+++ Source material +++
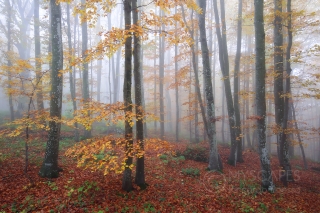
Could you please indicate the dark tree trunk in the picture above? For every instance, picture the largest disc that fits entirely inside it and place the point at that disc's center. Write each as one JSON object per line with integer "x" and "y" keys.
{"x": 224, "y": 64}
{"x": 127, "y": 174}
{"x": 266, "y": 173}
{"x": 299, "y": 137}
{"x": 161, "y": 78}
{"x": 39, "y": 94}
{"x": 49, "y": 167}
{"x": 214, "y": 159}
{"x": 140, "y": 178}
{"x": 71, "y": 79}
{"x": 278, "y": 73}
{"x": 9, "y": 20}
{"x": 117, "y": 82}
{"x": 236, "y": 86}
{"x": 176, "y": 83}
{"x": 284, "y": 144}
{"x": 85, "y": 68}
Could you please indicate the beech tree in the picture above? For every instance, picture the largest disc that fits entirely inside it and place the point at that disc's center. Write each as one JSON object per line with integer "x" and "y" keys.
+++
Exercise instructions —
If pictures appear in the data, do not print them; repeat the rest exactly.

Output of the exercise —
Could you please indicate the dark tree trunk in the picture above? For every instance, picture the largest disc that fits entirely inside it and place the point at that disc's center. Write each as one JSON object per line with integer "x" and "y" keys.
{"x": 224, "y": 64}
{"x": 127, "y": 174}
{"x": 266, "y": 173}
{"x": 299, "y": 137}
{"x": 161, "y": 78}
{"x": 39, "y": 94}
{"x": 49, "y": 167}
{"x": 214, "y": 159}
{"x": 140, "y": 178}
{"x": 71, "y": 79}
{"x": 278, "y": 73}
{"x": 9, "y": 20}
{"x": 117, "y": 82}
{"x": 236, "y": 86}
{"x": 176, "y": 83}
{"x": 284, "y": 144}
{"x": 85, "y": 68}
Could you please indicate the beech tree in the picture above? For every instance, picture the largest disc that fits entirely inside it and place the point at that disc's center. Write each as one JSON object per line with integer "x" and "y" keys.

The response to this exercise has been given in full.